> 本文抜粋
****
説明

導電性ゴムローラ

【課題】製造安定性や耐汚染性が良好であり、かつ電気抵抗値の電圧依存性や環境依存性が低減された導電性ゴムローラを提供する。
【解決手段】導電性ゴム層を有し、ポリマー成分の100質量部と、アルカリ金属塩および/またはアルカリ土類金属塩ならびにポリアルキレンオキサイドからなるポリアルキレンオキサイド成分の1〜20質量部と、BET比表面積が170m2/g以上であるシリカの1〜20質量部と、を含む導電性ゴム組成物を該導電性ゴム層に用いた導電性ゴムローラである。

【発明の詳細な説明】
【技術分野】
【0001】
本発明は、たとえば電子写真方式による複写機、FAX、プリンター等の画像形成装置に対して好適に使用される導電性ゴムローラに関し、より詳細には、上記のような画像形成装置の感光体、転写ベルト等に接触させて使用する導電性ゴムローラに関する。
【背景技術】
【0002】
従来、電子写真方式等の画像形成装置に使用される導電性ゴムローラにおいては、カーボンブラックを含有させることにより電子導電性を付与する方法が用いられてきた。しかし、カーボンブラックをポリマー中に均一に分散させることは非常に困難である点、カーボンブラックの配合量の僅かなずれによって導電性ゴムローラの電気抵抗値が大きく変わってしまう点等において、製造安定性に欠けるという問題がある。また、低電圧印加時と高電圧印加時とにおける電気抵抗値の差、すなわち電気抵抗値の電圧依存性、が大きいという問題もある。
【0003】
上記のような電子導電性タイプの材料に対し、イオン導電性物質を使用することにより導電性を得るイオン伝導性タイプの材料は、ポリマー中に比較的容易に均一分散させることができ、配合量のずれによる電気抵抗値の変動が小さい点、電気抵抗値の電圧依存性が低い点で有利である。
****
> データ抜粋
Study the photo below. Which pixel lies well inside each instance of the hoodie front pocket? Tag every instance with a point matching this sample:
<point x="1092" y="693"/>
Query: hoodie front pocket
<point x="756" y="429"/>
****
> 作業内容
導電性ゴムローラについての本文抜粋を、最後の文の後から書き継いでください。

> 解答
【0004】
イオン導電性の材料を用いた導電性ゴムローラとしては、たとえば、イオン導電性を有するエピクロルヒドリン系ゴムをポリマーとして用いた導電性ゴムローラ等が提案されている。
【0005】
特許文献1には、エピクロルヒドリン系ゴムと、重量平均分子量(Mw)が3000〜10000であるポリエーテルポリオールとを含有するゴム組成物からなる弾性層を有する導電性ゴムローラが提案されている。
【0006】
特許文献2には、ゴム成分としてアクリロニトリル含有量が10〜20質量%であるアクリロニトリルブタジエンゴムを50〜85質量部、エチレンオキサイドが50モル%以上占めるエピクロルヒドリンゴムを15〜50質量部含むゴム組成物から形成し、最大セル径が200μm以下、最小セル径が10μm以上で、かつショアE硬度が20〜50である導電性発泡体を備えた導電性ロールが提案されている。
【0007】
しかし、エピクロルヒドリンゴム、またはエピクロルヒドリンゴムと他のゴムとのブレンドゴムを用いる場合、エピクロルヒドリンゴム中に含まれる塩素が支持軸として使われるステンレス材を劣化させたり、ローラ使用後の焼却処分時に有害なガスを発生させて環境に負荷を与える等の問題がある。
【0008】
そこで、塩素を含まないポリマーを用いた導電性ゴムローラが注目されてきている。
特許文献3には、エチレン−プロピレン−ジエン共重合体とアクリロニトリルブタジエンゴムとの混合物を含むゴム成分を主成分とし、該ゴム成分の100質量部に対して、フルオロ基およびスルホニル基を有する陰イオンを備えた塩を0.01重量部以上20重量部以下の割合で含有し、化学発泡剤を用いて発泡させた発泡層を備え、該発泡層の圧縮永久歪が30%以下である導電性発泡ロールが提案されている。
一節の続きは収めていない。